Data records:
★ ★ ★ ★ ★ ★ ★

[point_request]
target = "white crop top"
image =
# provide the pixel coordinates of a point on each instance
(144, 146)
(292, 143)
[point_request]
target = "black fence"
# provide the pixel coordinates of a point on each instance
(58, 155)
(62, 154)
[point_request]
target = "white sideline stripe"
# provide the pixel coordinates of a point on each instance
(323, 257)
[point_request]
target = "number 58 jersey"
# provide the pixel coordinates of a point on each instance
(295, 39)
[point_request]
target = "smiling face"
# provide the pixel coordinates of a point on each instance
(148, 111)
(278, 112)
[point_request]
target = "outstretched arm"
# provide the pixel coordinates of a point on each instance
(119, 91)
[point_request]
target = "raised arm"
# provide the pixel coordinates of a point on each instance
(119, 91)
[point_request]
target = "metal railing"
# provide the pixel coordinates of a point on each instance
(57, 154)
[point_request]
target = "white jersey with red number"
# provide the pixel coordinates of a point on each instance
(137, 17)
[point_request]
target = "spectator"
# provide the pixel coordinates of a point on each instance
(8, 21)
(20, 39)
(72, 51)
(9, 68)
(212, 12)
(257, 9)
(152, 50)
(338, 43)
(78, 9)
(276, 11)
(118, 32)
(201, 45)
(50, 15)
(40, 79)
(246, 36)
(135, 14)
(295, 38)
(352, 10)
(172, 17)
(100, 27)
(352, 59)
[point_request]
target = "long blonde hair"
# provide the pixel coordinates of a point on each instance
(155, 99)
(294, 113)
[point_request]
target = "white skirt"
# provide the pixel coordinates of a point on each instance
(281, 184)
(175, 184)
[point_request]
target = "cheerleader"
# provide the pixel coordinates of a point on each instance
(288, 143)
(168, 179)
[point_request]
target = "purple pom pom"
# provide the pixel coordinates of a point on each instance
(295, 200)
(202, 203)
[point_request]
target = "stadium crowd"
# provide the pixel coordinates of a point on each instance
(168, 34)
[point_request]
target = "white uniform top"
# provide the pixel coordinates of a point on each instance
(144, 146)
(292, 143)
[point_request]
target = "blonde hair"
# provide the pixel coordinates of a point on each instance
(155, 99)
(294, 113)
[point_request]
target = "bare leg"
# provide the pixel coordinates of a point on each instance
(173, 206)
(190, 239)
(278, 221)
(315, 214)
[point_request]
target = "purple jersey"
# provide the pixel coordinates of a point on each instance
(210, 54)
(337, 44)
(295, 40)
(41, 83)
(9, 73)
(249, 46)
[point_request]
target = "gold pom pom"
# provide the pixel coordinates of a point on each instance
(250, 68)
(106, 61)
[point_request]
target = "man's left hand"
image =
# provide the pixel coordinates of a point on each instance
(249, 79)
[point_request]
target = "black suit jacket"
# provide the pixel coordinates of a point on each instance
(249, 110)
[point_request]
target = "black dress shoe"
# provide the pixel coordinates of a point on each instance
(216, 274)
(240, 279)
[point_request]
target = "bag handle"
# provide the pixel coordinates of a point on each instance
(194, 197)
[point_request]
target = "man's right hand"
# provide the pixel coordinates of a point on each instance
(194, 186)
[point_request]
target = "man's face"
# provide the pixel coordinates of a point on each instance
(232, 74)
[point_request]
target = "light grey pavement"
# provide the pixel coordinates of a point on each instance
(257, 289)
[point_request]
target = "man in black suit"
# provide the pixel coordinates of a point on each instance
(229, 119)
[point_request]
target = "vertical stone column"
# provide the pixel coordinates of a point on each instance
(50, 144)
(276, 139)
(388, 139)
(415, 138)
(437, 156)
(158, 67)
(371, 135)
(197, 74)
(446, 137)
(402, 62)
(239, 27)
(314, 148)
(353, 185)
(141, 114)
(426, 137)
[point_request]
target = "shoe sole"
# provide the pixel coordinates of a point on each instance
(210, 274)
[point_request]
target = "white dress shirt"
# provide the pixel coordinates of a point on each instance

★ ★ ★ ★ ★ ★ ★

## YOUR TASK
Counting only lines of the data above that hold "jersey", report the total and nothing else.

## OUTPUT OF THE TASK
3